### Exercise
Look through the entries below and extract exactly the lines from the one containing "Detect the pink" through the one containing "Detect the potted", ends included.

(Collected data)
○ ○ ○ ○
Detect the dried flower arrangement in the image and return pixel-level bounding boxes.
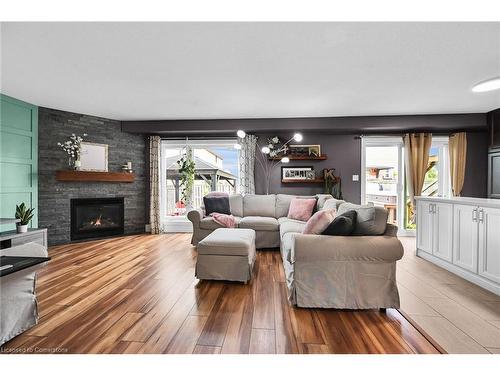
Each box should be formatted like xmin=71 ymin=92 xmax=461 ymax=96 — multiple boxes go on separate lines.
xmin=57 ymin=133 xmax=87 ymax=158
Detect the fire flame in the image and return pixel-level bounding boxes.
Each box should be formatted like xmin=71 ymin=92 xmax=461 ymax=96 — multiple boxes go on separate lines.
xmin=91 ymin=214 xmax=102 ymax=226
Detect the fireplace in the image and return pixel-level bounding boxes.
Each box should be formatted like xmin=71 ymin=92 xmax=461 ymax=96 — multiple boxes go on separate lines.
xmin=70 ymin=198 xmax=124 ymax=241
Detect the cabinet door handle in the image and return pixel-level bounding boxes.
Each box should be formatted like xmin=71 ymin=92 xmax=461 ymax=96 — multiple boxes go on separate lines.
xmin=479 ymin=208 xmax=484 ymax=223
xmin=472 ymin=208 xmax=478 ymax=222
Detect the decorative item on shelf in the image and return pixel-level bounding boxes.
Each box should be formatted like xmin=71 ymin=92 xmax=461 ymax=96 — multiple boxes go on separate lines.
xmin=237 ymin=130 xmax=303 ymax=194
xmin=14 ymin=202 xmax=35 ymax=233
xmin=323 ymin=168 xmax=343 ymax=200
xmin=306 ymin=170 xmax=316 ymax=180
xmin=79 ymin=142 xmax=108 ymax=172
xmin=282 ymin=166 xmax=314 ymax=181
xmin=57 ymin=133 xmax=87 ymax=170
xmin=121 ymin=161 xmax=133 ymax=173
xmin=288 ymin=144 xmax=321 ymax=157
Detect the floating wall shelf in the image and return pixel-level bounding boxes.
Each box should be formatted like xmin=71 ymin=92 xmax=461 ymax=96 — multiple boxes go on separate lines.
xmin=281 ymin=178 xmax=325 ymax=184
xmin=56 ymin=170 xmax=135 ymax=183
xmin=269 ymin=155 xmax=327 ymax=161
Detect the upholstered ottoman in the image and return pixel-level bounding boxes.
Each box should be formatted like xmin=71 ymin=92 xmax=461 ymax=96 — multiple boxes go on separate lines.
xmin=195 ymin=228 xmax=256 ymax=282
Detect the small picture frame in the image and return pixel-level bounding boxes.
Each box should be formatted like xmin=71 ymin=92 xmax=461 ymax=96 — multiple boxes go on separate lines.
xmin=282 ymin=166 xmax=314 ymax=181
xmin=289 ymin=144 xmax=321 ymax=157
xmin=79 ymin=142 xmax=108 ymax=172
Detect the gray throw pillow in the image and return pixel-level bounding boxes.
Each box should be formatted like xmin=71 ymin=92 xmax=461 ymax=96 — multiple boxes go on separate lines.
xmin=321 ymin=198 xmax=345 ymax=212
xmin=337 ymin=202 xmax=388 ymax=235
xmin=203 ymin=196 xmax=231 ymax=216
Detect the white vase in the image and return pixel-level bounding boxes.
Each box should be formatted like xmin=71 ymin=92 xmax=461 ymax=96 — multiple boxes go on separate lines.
xmin=16 ymin=224 xmax=28 ymax=233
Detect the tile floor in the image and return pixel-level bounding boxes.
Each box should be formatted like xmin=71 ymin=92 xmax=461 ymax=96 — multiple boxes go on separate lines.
xmin=398 ymin=236 xmax=500 ymax=354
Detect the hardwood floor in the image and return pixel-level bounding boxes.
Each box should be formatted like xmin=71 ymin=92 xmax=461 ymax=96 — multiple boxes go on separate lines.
xmin=0 ymin=233 xmax=441 ymax=354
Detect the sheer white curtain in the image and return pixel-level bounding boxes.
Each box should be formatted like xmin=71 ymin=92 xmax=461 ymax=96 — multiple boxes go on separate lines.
xmin=238 ymin=134 xmax=257 ymax=194
xmin=149 ymin=136 xmax=161 ymax=234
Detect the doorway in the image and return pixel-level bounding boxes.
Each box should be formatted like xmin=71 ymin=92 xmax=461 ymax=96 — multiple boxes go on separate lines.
xmin=361 ymin=137 xmax=405 ymax=234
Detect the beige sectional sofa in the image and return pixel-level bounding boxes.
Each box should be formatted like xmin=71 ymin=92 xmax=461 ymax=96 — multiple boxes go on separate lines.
xmin=187 ymin=193 xmax=403 ymax=309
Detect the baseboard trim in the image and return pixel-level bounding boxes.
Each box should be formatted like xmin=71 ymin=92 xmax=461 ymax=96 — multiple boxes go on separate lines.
xmin=163 ymin=220 xmax=193 ymax=233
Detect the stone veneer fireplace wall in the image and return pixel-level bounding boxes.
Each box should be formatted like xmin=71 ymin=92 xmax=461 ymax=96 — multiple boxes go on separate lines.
xmin=38 ymin=107 xmax=147 ymax=245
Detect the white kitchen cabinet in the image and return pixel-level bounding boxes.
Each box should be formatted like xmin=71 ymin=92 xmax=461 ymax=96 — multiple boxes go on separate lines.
xmin=478 ymin=206 xmax=500 ymax=284
xmin=453 ymin=204 xmax=479 ymax=273
xmin=416 ymin=196 xmax=500 ymax=296
xmin=433 ymin=202 xmax=453 ymax=262
xmin=416 ymin=200 xmax=452 ymax=261
xmin=416 ymin=200 xmax=434 ymax=254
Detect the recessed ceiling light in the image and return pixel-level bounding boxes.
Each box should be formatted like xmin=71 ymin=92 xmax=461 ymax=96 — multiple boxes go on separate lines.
xmin=472 ymin=77 xmax=500 ymax=93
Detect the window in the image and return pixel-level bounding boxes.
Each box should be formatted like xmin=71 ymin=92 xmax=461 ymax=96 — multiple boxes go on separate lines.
xmin=404 ymin=136 xmax=450 ymax=230
xmin=160 ymin=139 xmax=240 ymax=232
xmin=362 ymin=136 xmax=451 ymax=234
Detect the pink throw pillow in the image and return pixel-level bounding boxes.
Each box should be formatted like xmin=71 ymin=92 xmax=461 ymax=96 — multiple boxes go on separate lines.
xmin=287 ymin=198 xmax=317 ymax=222
xmin=302 ymin=209 xmax=337 ymax=234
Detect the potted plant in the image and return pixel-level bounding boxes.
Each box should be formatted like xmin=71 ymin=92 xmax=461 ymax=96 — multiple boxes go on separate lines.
xmin=15 ymin=202 xmax=35 ymax=233
xmin=177 ymin=148 xmax=196 ymax=210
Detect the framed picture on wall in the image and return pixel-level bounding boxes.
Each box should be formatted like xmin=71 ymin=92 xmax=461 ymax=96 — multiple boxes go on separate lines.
xmin=288 ymin=144 xmax=321 ymax=157
xmin=79 ymin=142 xmax=108 ymax=172
xmin=281 ymin=166 xmax=314 ymax=181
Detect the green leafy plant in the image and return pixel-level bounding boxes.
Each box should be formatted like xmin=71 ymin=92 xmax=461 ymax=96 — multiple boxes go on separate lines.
xmin=15 ymin=202 xmax=35 ymax=225
xmin=323 ymin=168 xmax=343 ymax=200
xmin=177 ymin=151 xmax=196 ymax=204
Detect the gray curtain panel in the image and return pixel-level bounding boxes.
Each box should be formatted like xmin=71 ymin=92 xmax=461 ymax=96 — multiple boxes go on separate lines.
xmin=149 ymin=136 xmax=161 ymax=234
xmin=238 ymin=134 xmax=257 ymax=194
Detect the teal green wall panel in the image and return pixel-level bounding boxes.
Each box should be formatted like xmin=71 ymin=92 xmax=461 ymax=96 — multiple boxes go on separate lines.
xmin=2 ymin=100 xmax=33 ymax=132
xmin=0 ymin=94 xmax=38 ymax=232
xmin=0 ymin=162 xmax=32 ymax=188
xmin=1 ymin=131 xmax=33 ymax=159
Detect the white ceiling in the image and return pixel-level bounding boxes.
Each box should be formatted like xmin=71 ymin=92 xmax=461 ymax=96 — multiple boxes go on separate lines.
xmin=1 ymin=22 xmax=499 ymax=121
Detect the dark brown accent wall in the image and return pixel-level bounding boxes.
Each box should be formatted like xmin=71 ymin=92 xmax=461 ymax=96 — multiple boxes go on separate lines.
xmin=488 ymin=108 xmax=500 ymax=148
xmin=462 ymin=131 xmax=489 ymax=198
xmin=253 ymin=131 xmax=488 ymax=201
xmin=254 ymin=133 xmax=362 ymax=203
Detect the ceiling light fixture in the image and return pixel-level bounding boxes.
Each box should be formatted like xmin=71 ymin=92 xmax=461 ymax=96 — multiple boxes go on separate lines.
xmin=472 ymin=77 xmax=500 ymax=93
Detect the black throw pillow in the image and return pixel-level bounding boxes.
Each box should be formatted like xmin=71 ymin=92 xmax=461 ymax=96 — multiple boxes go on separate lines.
xmin=321 ymin=210 xmax=357 ymax=236
xmin=203 ymin=196 xmax=231 ymax=216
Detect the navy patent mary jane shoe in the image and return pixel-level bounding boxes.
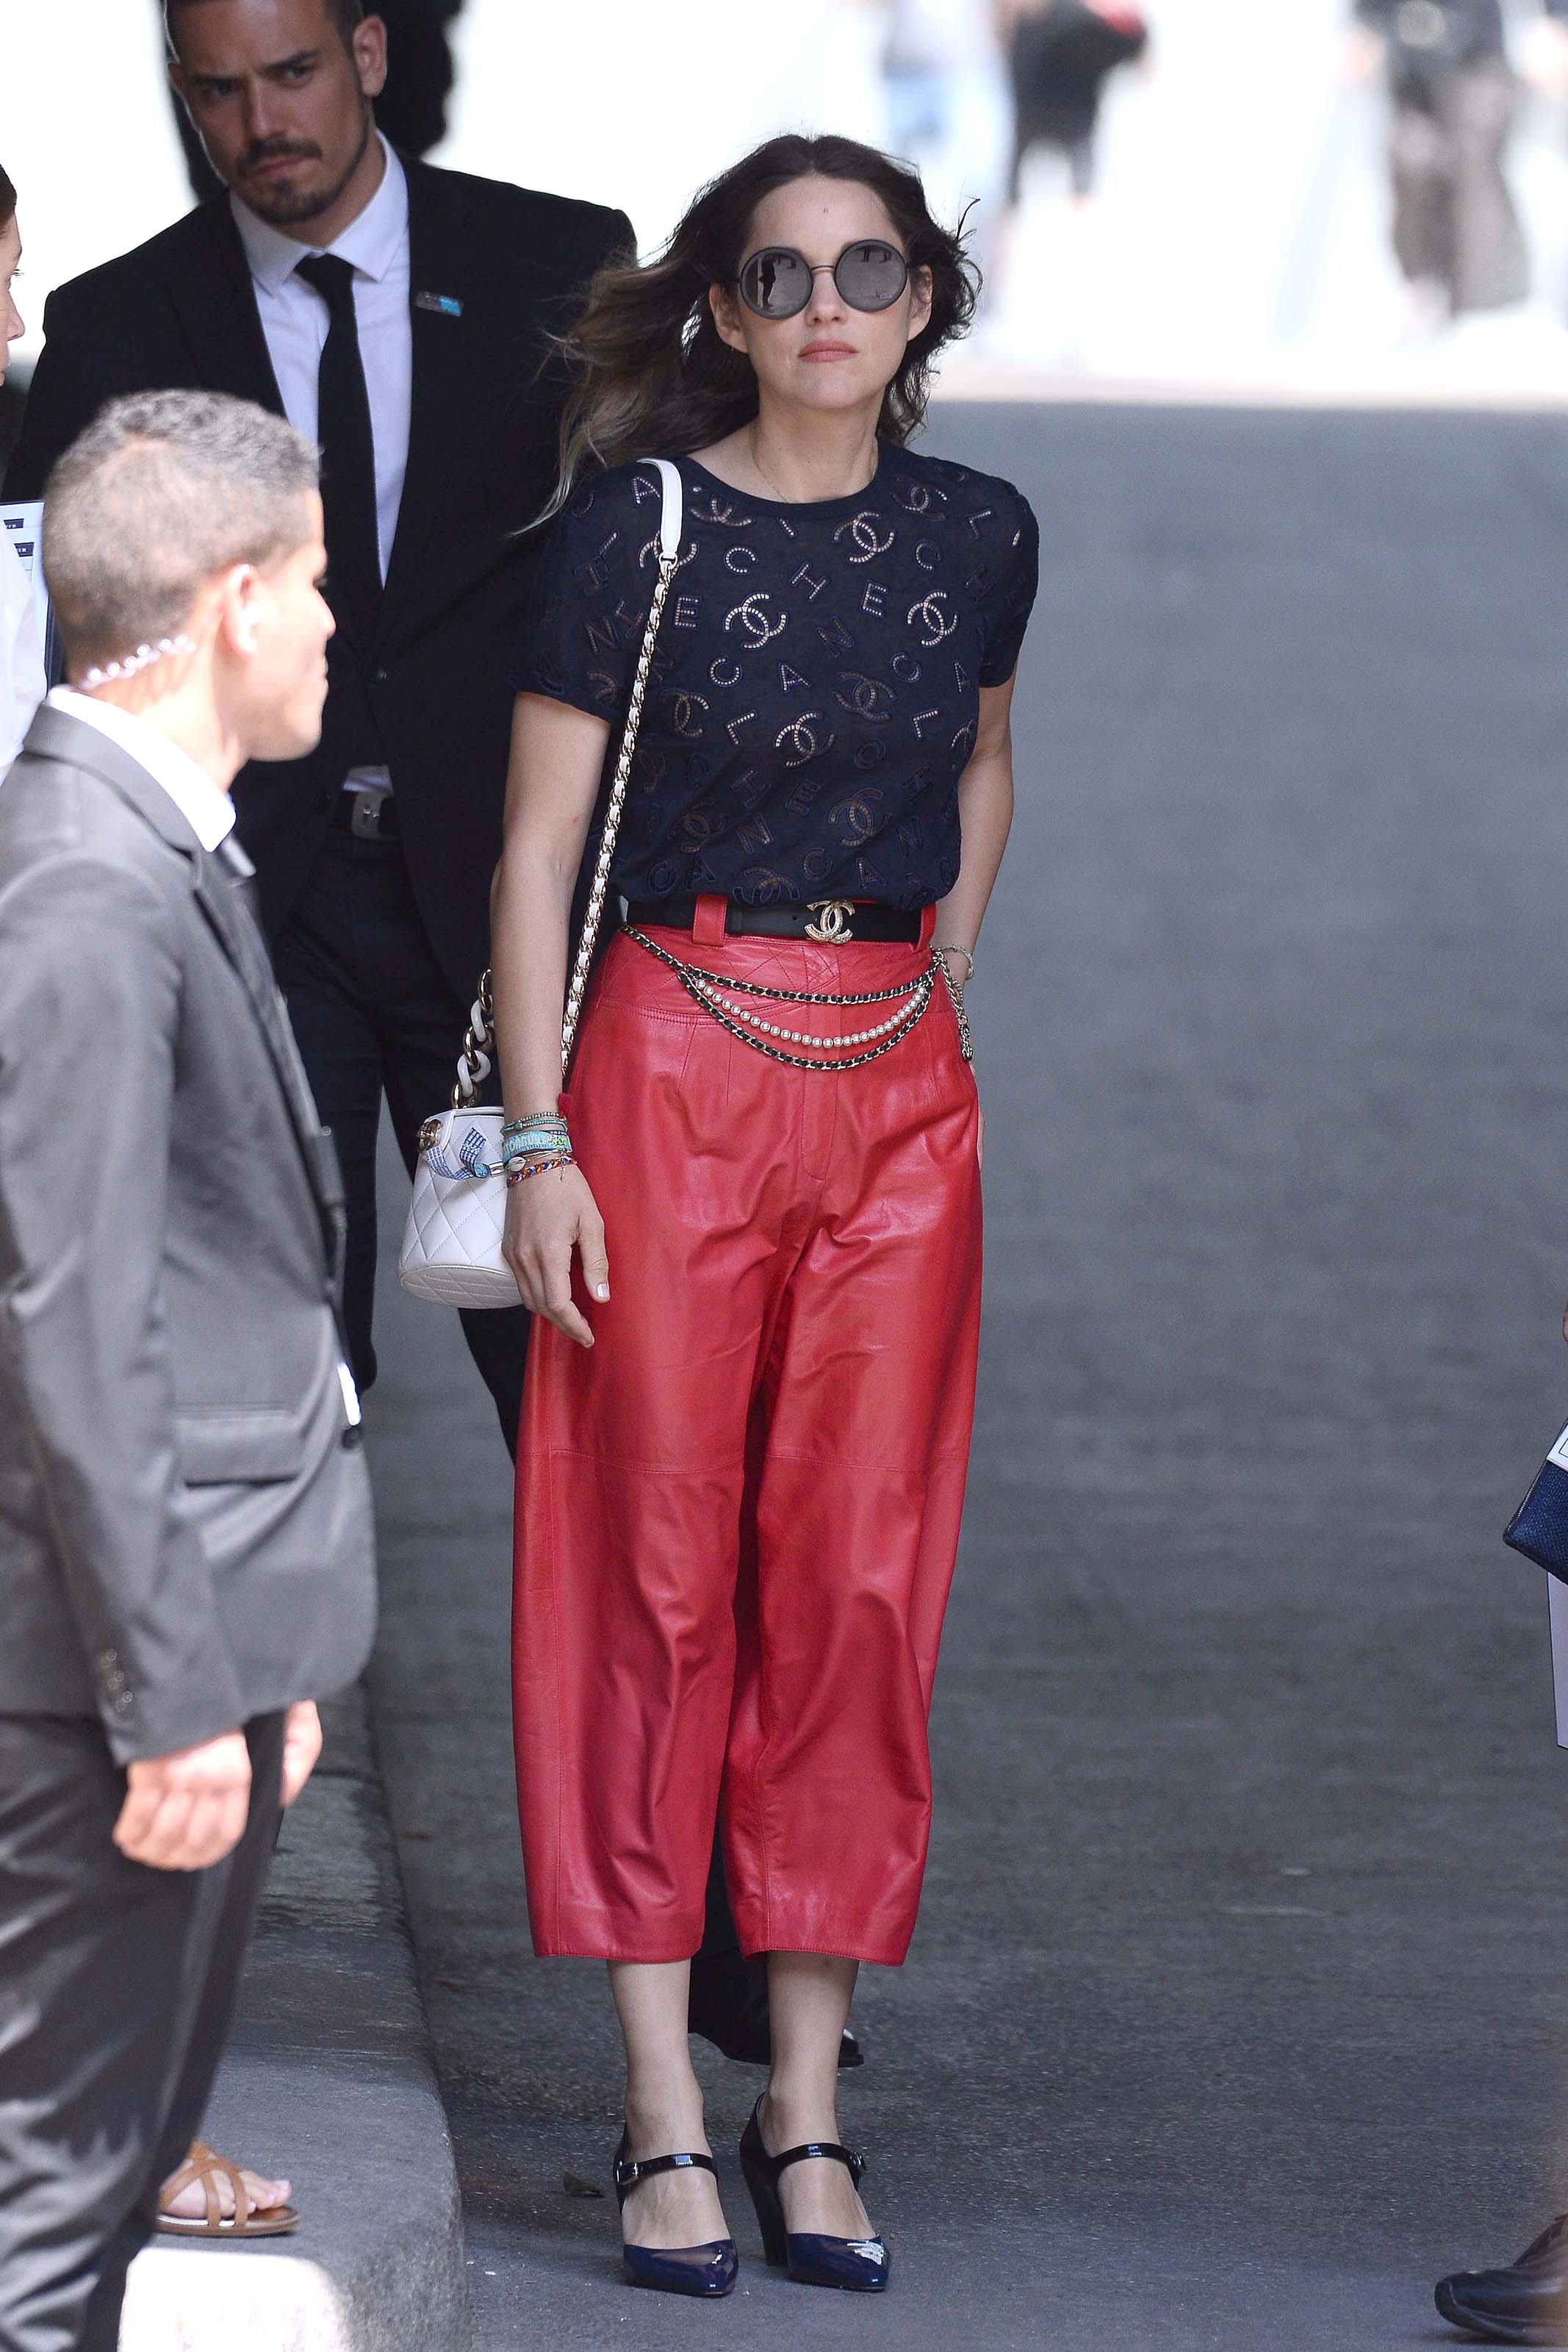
○ ○ ○ ○
### Solution
Detect the pink throw pillow in the image and return pixel-level bounding boxes.
Each box should be formatted like xmin=71 ymin=92 xmax=461 ymax=96 — multiple boxes go on separate lines.
xmin=287 ymin=198 xmax=317 ymax=222
xmin=302 ymin=209 xmax=337 ymax=234
Detect the potted plant in the image and return pixel-level bounding boxes.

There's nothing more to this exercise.